Cristian Bugiada, Roberto Artusio: Forse sarebbe meglio partire prima dell’idea, perché il nome è conseguente. La Punta è un progetto molto articolato e nasce da una serie di viaggi fatti da noi due in Messico, a partire dalla passione comune per i distillati di agave: il tequila e il mezcal. Poi, viaggiando, ne abbiamo scoperti tanti altri distillati, come il bacanora e il raicilla.

Era la prima volta che andavate in Messico?
Sì. Facendo un passo indietro, dopo aver fatto diversi seminari al Jerry Thomas e al Freni e Frizioni su questi distillati, ci siamo resi conti che ci mancava l’esperienza sul campo. Quindi abbiamo messo lo zaino in spalla e siamo andati direttamente in Messico. Lì abbiamo stretto e rafforzato amicizie, a partire, ma non solo, dai produttori di distillati di agave. Ci siamo accorti abbastanza in fretta di quanta cultura ci fosse dietro questo mondo, arrivando a passare anche cinque mesi in Messico. Questo ci ha dato la possibilità di conoscere tutti i vari aspetti: quelli commerciali, quelli selvaggi e anche quelli segreti, quelli che non si possono raccontare, ma che sono fondamentali per viaggiare e arrivare in determinate località. Abbiamo scoperto anche la storia del Messico, non quella letta sui libri, ma la storia com’è stata vissuta e tramandata dalla popolazione e quando ora ci capita di parlarne riusciamo ad avere una visione molto più completa, unendo molti dei dettagli appressi a quello che il racconto normalmente conosciuto. Abbiamo scoperto un lingua. Ci siamo rapportati anche a comunità indigene, che parlano ancora la lingua zapoteca e non lo spagnolo. In alcune zone c’è una resistenza culturale fortissima, che tiene in vita molte tradizioni, importantissime per la popolazione. Nel primo viaggio siamo partiti dalla zona di Tequila per poi arrivare in Oaxaca, in una parte più selvaggia, sulle montagne: e lì che nasce il nome.

## Dati forniti
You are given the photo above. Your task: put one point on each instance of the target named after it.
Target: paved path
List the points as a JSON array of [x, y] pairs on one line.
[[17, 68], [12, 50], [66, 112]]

## Consegna A
Risponda alle seguenti domande basandosi sull'intervista sul progetto La Punta:
(i) Da quale passione comune ai due intervistati nasce il progetto?
(ii) In quali due locali avevano tenuto seminari su questi distillati prima di partire?
(iii) Quale lingua parlano ancora le comunità indigene con cui sono entrati in contatto?
## Consegna B
Citi dall'intervista sul progetto La Punta il passo che va da "Cristian Bugiada, Roberto" fino a "andavate in Messico?" compreso.
## Consegna C
Prosegua l'intervista sul progetto La Punta a partire dall'ultima frase riportata.

## Esito dell'esercizio A
(i) Dalla passione per i distillati di agave, cioè il tequila e il mezcal.
(ii) Al Jerry Thomas e al Freni e Frizioni.
(iii) La lingua zapoteca.

## Esito dell'esercizio B
Cristian Bugiada, Roberto Artusio: Forse sarebbe meglio partire prima dell’idea, perché il nome è conseguente. La Punta è un progetto molto articolato e nasce da una serie di viaggi fatti da noi due in Messico, a partire dalla passione comune per i distillati di agave: il tequila e il mezcal. Poi, viaggiando, ne abbiamo scoperti tanti altri distillati, come il bacanora e il raicilla.

Era la prima volta che andavate in Messico?

## Esito dell'esercizio C
L'entroterra della regione di Oaxaca.
L’entroterra della regione di Oaxaca.

Eravamo in viaggio nel retro di un pick up, proprio come succede ai messicani, e stavamo bevendo “puntas”: è la parte iniziale della distillazione, la testa, ma al posto di chiamarla “cabeza” la chiamano “puntas”, l’inizio. Abbiamo pensato che puntas fosse facilmente traducibile e avesse anche molti altri significati: l’inizio del nostro viaggio in Messico, la punta come appuntamento – come si dice qua a Roma. Pensiamo anche che sarà la testa, il primo progetto in Italia con un focus su un distillato e una cultura a 360°. Ad esempio, anche per la parte culinaria noi andremo molto sull’“estremo”, non come nei normali tex-mex dove poi trovi birra e vino, cioè cose che sono vicine alla nostra di cultura. Non ci sarà il vino, ma ci sarà la birra Michelada, come la fanno loro. La birra miscelata è un drink da cantina messicana, spesso con lime e una crusta di sale: il lime è rinfrescante e il sale serve a mantenere i liquidi nel corpo. C’è anche il ghiaccio nella birra, perché di norma viene servita e mantenuta freddissima.

La Michelada
La Michelada

Che zone avete visto?
Ne abbiamo viste molte. All’inizio siamo andati in Jalisco, dove c’è principalmente produzione di tequila, e in Oaxaca, dove invece si produce di più il mezcal. Poi ci siamo avventurati in altre regioni, dove abbiamo scoperto altre coltivazioni e tantissime altre realtà legate alla distillazione. Siamo andati nel Nord, nella zona di Durango, che sembra il vecchio west dei film. Durango, infatti, è la Hollywood dei western, con paesaggi desertici e polverosi. E la cosa bella era girare proprio come si vedeva al cinema, a cavallo, andando alla scoperta delle coltivazioni, con tutti i pericoli del caso, come gli scorpioni. Lì è normale girare con l’antidoto per il veleno degli scorpioni nella borsa. Avevamo paura anche della pianta d’origano, che dicevano fosse il nascondiglio prediletto dei serpenti a sonagli. Siamo andati anche in Nayarit, dove fanno sia tequila che raicilla. Con una certa incoscienza abbiamo azzardato anche dei passaggi in Michoacán e Guerrero. Lì si incontra la morte per strada: è il brutto e il bello del Messico.

Coltivazioni di agave nella zona di Jalisco.
Coltivazioni di agave nella zona di Jalisco.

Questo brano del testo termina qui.